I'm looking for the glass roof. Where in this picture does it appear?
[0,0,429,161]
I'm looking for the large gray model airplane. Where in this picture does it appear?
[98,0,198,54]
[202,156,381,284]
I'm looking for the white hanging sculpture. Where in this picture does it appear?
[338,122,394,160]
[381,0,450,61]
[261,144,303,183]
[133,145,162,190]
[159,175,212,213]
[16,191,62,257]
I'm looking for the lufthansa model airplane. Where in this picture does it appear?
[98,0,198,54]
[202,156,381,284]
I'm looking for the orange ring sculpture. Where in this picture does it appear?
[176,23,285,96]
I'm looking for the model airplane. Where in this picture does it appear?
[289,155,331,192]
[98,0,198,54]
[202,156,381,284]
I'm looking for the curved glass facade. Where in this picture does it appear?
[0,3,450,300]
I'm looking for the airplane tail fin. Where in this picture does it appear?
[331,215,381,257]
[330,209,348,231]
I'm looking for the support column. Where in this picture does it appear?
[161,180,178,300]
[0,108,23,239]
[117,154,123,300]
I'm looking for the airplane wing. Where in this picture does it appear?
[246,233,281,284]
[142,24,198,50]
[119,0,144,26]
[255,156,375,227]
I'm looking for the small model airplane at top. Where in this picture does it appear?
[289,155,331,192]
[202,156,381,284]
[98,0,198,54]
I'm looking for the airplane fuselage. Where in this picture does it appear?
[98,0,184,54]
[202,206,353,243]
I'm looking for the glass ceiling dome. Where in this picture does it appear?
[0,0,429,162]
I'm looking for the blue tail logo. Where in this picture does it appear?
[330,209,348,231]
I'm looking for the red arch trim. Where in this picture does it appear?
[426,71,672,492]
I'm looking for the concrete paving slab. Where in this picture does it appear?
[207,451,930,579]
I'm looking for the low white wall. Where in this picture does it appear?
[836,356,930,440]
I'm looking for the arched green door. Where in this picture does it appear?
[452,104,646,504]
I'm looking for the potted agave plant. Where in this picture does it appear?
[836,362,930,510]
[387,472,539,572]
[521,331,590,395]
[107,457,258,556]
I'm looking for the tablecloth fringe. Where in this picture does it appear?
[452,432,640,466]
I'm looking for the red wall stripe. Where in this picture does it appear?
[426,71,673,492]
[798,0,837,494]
---
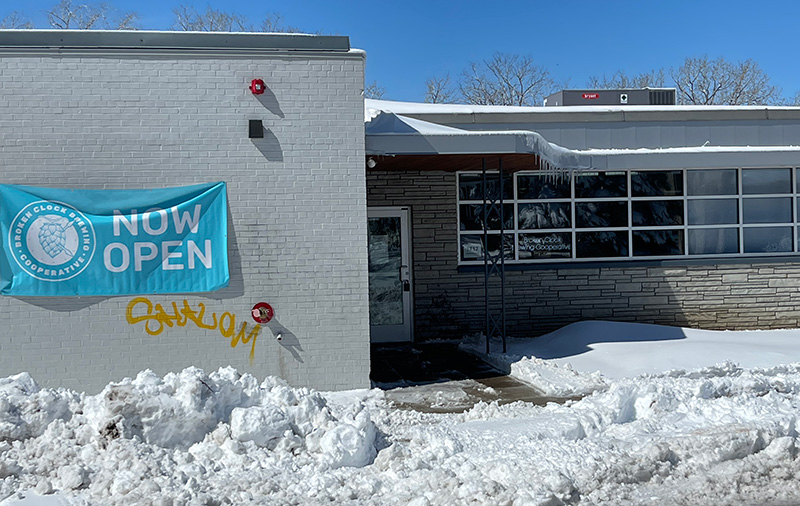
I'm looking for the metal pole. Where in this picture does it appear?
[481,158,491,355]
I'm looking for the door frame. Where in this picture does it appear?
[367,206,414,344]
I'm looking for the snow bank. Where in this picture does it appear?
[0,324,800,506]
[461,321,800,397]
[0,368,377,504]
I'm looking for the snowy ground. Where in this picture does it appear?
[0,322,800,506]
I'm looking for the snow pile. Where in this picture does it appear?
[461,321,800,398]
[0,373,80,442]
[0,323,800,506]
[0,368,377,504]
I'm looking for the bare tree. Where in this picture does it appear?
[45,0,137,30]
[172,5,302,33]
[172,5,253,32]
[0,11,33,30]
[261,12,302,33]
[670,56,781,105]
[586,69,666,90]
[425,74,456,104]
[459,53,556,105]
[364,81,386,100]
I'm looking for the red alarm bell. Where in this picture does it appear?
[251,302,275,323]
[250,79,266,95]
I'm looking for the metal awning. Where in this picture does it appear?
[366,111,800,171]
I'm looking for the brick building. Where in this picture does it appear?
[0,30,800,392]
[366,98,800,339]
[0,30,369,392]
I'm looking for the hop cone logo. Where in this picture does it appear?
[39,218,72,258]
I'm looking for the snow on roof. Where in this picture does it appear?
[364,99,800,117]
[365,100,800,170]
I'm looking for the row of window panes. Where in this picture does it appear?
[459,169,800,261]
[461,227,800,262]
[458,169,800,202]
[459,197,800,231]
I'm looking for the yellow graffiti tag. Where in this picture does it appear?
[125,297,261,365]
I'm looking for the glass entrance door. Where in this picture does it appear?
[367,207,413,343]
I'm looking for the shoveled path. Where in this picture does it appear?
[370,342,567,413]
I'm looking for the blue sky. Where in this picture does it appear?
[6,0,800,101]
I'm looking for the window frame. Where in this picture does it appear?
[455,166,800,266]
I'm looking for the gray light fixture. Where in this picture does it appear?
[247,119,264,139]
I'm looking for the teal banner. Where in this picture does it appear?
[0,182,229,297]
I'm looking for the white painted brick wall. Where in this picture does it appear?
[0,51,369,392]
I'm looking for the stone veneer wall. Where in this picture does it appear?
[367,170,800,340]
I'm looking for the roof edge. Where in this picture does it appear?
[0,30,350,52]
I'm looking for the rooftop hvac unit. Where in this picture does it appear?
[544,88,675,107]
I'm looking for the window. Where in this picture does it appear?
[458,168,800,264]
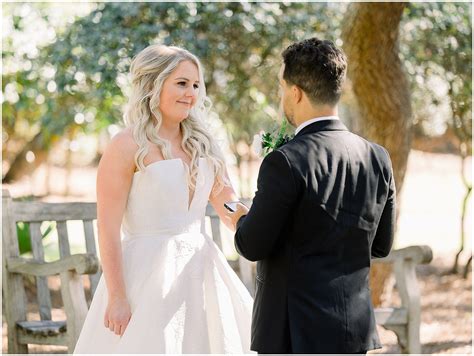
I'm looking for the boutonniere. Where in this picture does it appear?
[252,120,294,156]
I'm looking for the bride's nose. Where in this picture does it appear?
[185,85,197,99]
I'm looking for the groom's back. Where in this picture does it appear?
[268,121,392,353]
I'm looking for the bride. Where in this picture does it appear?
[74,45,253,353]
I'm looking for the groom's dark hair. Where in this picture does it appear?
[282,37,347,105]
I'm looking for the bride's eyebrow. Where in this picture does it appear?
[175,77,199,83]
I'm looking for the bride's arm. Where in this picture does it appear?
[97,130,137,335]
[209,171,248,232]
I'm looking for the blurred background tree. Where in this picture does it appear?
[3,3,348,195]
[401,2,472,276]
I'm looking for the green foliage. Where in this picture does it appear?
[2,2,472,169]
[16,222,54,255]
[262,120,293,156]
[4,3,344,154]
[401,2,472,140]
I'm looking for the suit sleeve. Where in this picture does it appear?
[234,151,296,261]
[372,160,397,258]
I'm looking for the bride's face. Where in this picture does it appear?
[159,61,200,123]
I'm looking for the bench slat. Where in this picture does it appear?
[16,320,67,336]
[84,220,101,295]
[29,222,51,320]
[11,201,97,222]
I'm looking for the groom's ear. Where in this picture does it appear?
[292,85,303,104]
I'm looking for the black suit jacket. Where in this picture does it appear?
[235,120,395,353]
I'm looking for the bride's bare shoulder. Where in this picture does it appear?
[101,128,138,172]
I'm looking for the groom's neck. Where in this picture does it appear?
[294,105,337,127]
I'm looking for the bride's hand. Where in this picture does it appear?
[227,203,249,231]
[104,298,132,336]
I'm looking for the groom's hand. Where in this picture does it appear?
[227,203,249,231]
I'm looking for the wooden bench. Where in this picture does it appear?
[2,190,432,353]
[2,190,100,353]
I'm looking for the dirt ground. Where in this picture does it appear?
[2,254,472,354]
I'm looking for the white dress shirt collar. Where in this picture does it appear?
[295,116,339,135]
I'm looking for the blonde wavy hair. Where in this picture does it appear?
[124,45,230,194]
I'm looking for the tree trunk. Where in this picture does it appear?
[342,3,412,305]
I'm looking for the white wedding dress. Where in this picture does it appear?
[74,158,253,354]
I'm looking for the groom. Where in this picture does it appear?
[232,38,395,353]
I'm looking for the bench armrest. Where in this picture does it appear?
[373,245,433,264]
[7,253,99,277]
--
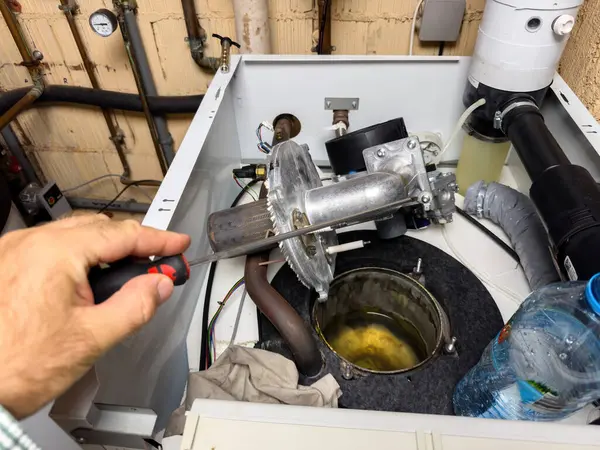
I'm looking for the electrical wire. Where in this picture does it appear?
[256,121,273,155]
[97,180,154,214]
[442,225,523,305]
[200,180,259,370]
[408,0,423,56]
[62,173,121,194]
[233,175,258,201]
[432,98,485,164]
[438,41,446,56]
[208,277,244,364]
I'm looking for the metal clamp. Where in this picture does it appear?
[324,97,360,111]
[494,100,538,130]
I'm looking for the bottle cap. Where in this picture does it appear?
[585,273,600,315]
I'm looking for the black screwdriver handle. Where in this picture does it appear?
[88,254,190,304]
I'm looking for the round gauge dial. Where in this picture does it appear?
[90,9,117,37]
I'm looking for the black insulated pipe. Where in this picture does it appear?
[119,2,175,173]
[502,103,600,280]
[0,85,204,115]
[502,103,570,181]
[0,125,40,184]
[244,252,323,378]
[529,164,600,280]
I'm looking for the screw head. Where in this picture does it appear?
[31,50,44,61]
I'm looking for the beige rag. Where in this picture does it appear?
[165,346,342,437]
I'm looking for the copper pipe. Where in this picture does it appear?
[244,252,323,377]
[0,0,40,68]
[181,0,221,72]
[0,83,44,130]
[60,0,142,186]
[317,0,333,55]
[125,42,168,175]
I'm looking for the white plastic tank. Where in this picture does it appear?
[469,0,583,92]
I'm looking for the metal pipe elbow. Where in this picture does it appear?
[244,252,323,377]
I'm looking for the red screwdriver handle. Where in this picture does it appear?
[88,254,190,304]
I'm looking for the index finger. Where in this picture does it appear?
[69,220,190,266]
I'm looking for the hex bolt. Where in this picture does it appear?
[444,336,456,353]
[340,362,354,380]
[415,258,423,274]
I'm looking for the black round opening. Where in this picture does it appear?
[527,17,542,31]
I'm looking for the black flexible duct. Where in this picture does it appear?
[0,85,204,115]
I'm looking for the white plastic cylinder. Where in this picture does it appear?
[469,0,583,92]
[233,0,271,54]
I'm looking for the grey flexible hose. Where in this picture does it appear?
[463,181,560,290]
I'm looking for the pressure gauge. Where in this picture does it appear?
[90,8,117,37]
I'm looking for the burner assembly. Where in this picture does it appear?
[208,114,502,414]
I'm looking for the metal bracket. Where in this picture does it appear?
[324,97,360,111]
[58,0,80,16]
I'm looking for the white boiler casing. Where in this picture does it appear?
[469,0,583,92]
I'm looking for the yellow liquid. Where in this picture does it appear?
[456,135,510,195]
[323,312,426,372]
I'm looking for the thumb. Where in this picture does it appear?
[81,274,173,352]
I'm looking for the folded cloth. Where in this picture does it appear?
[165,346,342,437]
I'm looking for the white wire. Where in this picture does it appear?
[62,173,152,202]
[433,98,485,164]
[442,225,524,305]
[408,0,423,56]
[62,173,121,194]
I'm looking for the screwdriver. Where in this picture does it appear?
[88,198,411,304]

PROMPT.
Reproduce the material word for word, starting with the line that contains "I'm looking for the arched" and going on through the line that contains "[452,432,640,466]". Include both of those lines and nothing else.

CORRECT ANSWER.
I'm looking for the arched green door. Where in this picture does it appear?
[452,104,646,504]
I'm looking for the potted agave plant. Where in this picture does it appear?
[836,362,930,510]
[387,472,539,572]
[521,331,590,395]
[107,457,258,556]
I'm looking for the tablecloth fringe. Where in this picture does it appear?
[452,432,640,466]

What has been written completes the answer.